» Your objective: Copy the data from its start through the line containing "(833, 1169)", switching "power line" to "utility cable" and changing nothing else. Leave the pictures out of your answer.

--- START ---

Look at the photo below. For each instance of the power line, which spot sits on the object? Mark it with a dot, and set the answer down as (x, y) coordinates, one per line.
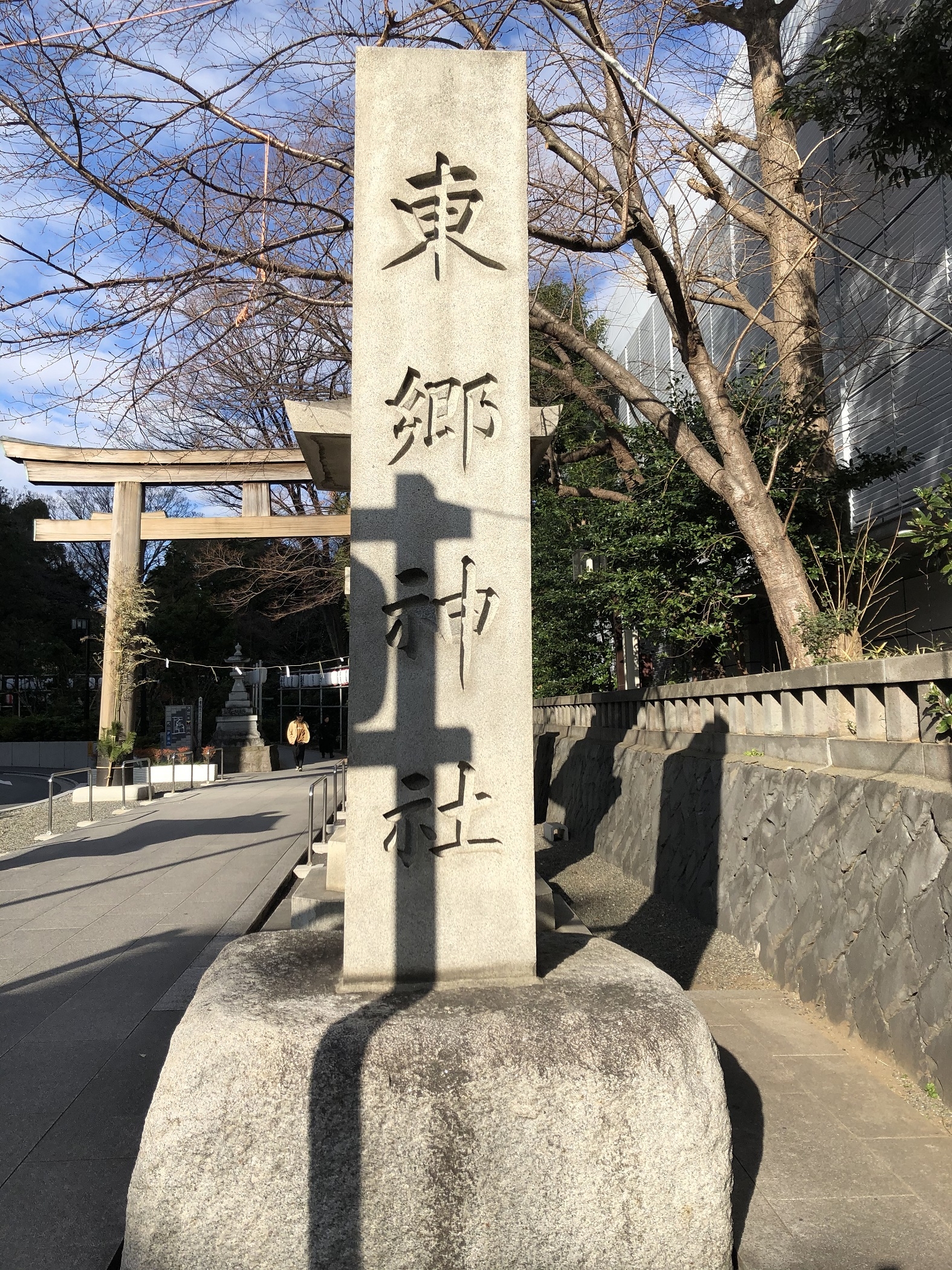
(754, 184)
(100, 26)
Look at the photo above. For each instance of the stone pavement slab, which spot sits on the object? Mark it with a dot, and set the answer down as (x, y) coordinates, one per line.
(106, 933)
(833, 1169)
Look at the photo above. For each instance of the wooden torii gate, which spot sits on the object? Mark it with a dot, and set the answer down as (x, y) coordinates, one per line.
(323, 432)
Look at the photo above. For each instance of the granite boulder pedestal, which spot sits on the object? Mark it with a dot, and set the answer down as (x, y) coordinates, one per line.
(575, 1123)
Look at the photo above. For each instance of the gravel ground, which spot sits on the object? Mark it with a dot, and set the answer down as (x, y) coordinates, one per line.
(620, 908)
(19, 827)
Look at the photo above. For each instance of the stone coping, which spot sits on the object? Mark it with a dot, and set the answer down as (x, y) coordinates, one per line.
(881, 757)
(922, 668)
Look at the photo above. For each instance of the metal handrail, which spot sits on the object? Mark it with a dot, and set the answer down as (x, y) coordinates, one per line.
(73, 771)
(310, 817)
(131, 763)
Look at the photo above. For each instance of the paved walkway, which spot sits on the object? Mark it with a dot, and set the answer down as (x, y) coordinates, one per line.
(833, 1170)
(103, 936)
(838, 1164)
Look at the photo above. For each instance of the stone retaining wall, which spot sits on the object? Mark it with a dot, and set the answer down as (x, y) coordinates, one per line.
(842, 884)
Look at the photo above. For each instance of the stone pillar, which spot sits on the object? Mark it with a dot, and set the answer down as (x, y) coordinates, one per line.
(125, 561)
(439, 873)
(257, 498)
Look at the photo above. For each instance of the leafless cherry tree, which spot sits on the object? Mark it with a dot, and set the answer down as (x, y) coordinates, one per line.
(183, 182)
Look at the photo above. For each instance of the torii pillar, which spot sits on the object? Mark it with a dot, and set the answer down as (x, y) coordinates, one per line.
(125, 565)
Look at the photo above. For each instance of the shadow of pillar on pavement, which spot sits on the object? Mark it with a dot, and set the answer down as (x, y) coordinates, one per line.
(337, 1177)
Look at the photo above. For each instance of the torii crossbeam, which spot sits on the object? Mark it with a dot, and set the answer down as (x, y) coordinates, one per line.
(323, 431)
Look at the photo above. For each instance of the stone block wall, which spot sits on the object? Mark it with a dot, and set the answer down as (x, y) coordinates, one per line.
(841, 884)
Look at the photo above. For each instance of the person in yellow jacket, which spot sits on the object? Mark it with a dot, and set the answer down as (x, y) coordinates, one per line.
(299, 735)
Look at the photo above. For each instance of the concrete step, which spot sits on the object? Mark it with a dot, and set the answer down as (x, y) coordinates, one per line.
(314, 907)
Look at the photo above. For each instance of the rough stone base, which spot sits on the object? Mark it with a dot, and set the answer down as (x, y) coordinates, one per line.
(250, 758)
(577, 1123)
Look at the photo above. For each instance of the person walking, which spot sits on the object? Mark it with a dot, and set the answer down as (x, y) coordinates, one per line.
(326, 738)
(299, 735)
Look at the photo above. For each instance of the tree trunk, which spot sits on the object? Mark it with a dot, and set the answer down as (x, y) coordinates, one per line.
(796, 315)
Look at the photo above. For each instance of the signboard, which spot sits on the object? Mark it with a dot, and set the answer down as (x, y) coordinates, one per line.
(178, 727)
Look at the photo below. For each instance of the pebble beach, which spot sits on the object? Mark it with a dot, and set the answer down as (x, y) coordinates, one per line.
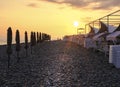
(57, 64)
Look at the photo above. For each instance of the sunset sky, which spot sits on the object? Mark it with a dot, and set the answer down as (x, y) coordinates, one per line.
(55, 17)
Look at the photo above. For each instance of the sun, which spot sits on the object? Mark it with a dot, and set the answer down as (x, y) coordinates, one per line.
(75, 23)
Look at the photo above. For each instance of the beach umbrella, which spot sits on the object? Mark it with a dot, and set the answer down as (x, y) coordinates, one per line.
(37, 37)
(31, 41)
(40, 38)
(26, 42)
(9, 43)
(17, 39)
(34, 36)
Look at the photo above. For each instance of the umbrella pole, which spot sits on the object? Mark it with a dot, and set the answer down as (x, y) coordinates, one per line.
(8, 60)
(18, 57)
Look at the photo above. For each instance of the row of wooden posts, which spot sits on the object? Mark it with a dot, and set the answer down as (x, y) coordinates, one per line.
(34, 39)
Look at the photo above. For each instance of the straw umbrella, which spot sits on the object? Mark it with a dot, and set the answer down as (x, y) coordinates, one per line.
(26, 42)
(37, 37)
(17, 39)
(34, 36)
(40, 37)
(9, 43)
(31, 41)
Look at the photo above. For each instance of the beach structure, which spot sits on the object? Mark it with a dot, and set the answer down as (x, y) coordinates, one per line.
(17, 39)
(9, 44)
(26, 42)
(107, 39)
(114, 36)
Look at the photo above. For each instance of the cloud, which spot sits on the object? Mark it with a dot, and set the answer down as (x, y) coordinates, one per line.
(34, 5)
(96, 4)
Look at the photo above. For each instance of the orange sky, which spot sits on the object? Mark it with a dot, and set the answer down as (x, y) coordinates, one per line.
(54, 17)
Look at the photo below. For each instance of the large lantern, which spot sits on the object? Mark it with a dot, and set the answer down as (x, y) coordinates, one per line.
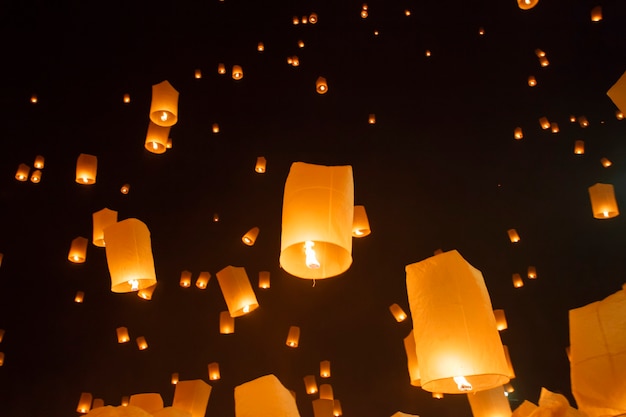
(456, 340)
(318, 211)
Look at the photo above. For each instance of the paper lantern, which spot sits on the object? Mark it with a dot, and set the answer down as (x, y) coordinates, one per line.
(214, 371)
(164, 105)
(457, 343)
(237, 291)
(101, 220)
(78, 250)
(598, 355)
(603, 203)
(192, 396)
(122, 335)
(157, 138)
(360, 222)
(264, 397)
(293, 337)
(318, 213)
(86, 169)
(250, 237)
(129, 256)
(397, 312)
(264, 279)
(227, 323)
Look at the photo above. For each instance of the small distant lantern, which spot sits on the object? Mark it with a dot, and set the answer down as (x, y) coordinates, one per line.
(122, 335)
(86, 169)
(164, 105)
(603, 203)
(214, 371)
(227, 323)
(237, 290)
(397, 312)
(321, 86)
(293, 337)
(78, 250)
(260, 165)
(250, 237)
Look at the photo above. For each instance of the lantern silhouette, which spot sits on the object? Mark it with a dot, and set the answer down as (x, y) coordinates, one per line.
(164, 105)
(129, 256)
(603, 203)
(237, 290)
(78, 250)
(456, 340)
(318, 213)
(86, 169)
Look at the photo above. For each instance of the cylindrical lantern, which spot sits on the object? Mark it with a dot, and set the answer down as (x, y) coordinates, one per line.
(457, 343)
(250, 237)
(603, 203)
(397, 312)
(86, 169)
(122, 335)
(237, 290)
(101, 220)
(78, 250)
(293, 337)
(360, 222)
(129, 256)
(318, 213)
(164, 105)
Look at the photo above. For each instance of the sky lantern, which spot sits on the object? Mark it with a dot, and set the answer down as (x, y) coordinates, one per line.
(78, 250)
(237, 290)
(164, 105)
(129, 256)
(86, 169)
(603, 203)
(458, 346)
(317, 219)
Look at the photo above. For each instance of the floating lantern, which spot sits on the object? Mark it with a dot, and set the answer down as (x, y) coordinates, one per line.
(237, 290)
(227, 323)
(86, 169)
(603, 203)
(164, 105)
(78, 250)
(457, 343)
(129, 256)
(293, 337)
(318, 213)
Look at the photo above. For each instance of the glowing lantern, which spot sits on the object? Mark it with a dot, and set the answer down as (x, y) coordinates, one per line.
(456, 340)
(250, 237)
(214, 371)
(203, 280)
(321, 86)
(227, 323)
(84, 403)
(397, 312)
(86, 169)
(237, 290)
(360, 222)
(122, 335)
(129, 256)
(318, 213)
(78, 250)
(293, 337)
(310, 385)
(603, 202)
(264, 279)
(164, 105)
(263, 397)
(325, 369)
(192, 396)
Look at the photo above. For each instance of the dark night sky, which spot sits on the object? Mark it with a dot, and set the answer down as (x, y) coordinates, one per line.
(439, 169)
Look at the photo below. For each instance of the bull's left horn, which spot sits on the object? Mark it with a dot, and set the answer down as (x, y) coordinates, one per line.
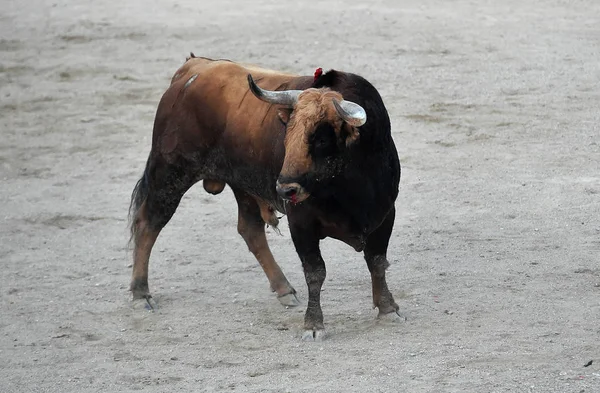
(350, 112)
(286, 97)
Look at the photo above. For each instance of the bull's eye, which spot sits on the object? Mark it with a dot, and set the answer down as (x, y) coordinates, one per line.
(323, 142)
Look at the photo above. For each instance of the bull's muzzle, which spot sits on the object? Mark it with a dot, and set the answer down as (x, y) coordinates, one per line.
(293, 192)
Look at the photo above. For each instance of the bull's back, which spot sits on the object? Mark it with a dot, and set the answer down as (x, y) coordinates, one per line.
(209, 117)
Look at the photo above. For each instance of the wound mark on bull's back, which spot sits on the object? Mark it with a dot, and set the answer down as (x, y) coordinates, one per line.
(190, 81)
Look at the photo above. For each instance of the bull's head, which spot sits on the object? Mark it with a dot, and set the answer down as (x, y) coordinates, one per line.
(320, 125)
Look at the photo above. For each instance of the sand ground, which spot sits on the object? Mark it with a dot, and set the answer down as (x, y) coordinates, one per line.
(495, 254)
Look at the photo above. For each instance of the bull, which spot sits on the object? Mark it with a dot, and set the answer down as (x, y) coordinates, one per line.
(315, 148)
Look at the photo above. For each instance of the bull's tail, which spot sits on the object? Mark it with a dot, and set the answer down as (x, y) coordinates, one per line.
(138, 196)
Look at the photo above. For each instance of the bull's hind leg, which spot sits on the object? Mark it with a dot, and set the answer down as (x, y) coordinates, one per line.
(252, 228)
(375, 255)
(154, 202)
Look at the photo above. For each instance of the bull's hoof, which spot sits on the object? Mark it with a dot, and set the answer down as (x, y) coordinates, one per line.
(289, 300)
(315, 335)
(148, 304)
(393, 316)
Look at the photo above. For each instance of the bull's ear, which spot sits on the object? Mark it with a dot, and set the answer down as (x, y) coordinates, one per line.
(352, 134)
(284, 115)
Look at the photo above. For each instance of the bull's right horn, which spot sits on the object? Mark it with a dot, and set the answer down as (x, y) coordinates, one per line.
(286, 97)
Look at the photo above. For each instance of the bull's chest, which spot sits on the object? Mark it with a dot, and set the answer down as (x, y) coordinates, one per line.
(345, 231)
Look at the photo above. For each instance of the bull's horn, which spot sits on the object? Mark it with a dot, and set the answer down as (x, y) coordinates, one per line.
(350, 112)
(286, 97)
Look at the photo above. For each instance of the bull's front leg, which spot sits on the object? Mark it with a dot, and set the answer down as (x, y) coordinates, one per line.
(306, 242)
(376, 257)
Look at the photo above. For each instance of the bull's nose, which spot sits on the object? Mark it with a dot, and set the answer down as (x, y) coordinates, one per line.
(287, 191)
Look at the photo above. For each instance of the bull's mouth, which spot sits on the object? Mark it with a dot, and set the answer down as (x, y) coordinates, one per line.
(292, 192)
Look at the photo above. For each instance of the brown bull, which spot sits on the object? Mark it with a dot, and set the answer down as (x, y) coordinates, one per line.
(317, 149)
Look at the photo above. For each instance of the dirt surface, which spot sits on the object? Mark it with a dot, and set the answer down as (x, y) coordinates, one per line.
(495, 254)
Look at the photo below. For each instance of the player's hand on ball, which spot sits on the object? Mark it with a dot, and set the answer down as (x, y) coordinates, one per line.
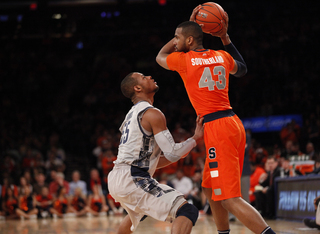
(194, 13)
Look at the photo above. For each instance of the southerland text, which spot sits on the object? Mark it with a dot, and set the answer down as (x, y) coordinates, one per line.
(208, 61)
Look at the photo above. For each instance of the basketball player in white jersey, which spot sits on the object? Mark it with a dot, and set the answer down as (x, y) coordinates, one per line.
(146, 144)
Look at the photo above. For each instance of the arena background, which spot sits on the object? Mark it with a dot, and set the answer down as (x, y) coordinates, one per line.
(61, 63)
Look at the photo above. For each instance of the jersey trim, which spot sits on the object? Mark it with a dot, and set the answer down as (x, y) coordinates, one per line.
(217, 115)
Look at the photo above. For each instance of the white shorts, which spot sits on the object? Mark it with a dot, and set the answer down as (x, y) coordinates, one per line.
(141, 196)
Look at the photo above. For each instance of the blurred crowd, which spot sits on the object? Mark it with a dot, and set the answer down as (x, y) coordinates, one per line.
(61, 101)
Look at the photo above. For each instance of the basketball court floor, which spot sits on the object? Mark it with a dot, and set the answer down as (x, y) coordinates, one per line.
(109, 224)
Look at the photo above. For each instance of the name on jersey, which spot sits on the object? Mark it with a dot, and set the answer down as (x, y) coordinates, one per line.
(208, 61)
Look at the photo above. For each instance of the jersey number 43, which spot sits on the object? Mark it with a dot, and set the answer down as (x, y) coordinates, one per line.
(206, 79)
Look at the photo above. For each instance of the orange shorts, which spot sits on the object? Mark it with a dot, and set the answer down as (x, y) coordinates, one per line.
(225, 142)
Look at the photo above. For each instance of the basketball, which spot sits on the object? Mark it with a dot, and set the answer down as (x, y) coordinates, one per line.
(210, 15)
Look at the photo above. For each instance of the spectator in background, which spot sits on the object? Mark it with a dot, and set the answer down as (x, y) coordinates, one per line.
(28, 175)
(44, 202)
(54, 163)
(316, 170)
(28, 160)
(285, 167)
(54, 186)
(78, 202)
(23, 184)
(27, 204)
(77, 183)
(287, 152)
(7, 183)
(311, 223)
(257, 175)
(8, 164)
(265, 202)
(290, 132)
(182, 183)
(310, 151)
(51, 176)
(55, 146)
(10, 204)
(40, 183)
(61, 204)
(295, 149)
(95, 180)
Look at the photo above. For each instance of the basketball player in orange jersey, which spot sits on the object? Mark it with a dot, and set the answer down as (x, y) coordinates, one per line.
(205, 74)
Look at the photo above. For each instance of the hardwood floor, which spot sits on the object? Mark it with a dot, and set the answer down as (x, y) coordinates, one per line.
(109, 224)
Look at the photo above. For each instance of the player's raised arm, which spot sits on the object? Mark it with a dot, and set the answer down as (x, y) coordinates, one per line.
(163, 54)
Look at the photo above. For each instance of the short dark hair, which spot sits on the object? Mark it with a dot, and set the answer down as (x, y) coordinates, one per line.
(127, 85)
(190, 28)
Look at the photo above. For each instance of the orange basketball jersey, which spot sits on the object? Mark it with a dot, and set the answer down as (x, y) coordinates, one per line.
(205, 74)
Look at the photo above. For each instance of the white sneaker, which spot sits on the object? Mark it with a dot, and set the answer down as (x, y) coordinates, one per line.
(32, 216)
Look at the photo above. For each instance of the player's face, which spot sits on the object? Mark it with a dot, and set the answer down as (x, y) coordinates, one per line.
(179, 41)
(147, 83)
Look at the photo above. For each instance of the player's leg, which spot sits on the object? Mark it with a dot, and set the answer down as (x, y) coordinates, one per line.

--- END ---

» Exercise output:
Look at the photo below. For each instance of the utility cable, which spot sits on the object? Mark it with a dot, and set the answer down as (x, y) coordinates, one per line.
(754, 184)
(100, 26)
Look at the photo above. For each instance of the stone pavement slab, which spot sits on the object? Mark it with a dot, and set the answer down as (x, y) coordinates, one per line.
(106, 933)
(833, 1169)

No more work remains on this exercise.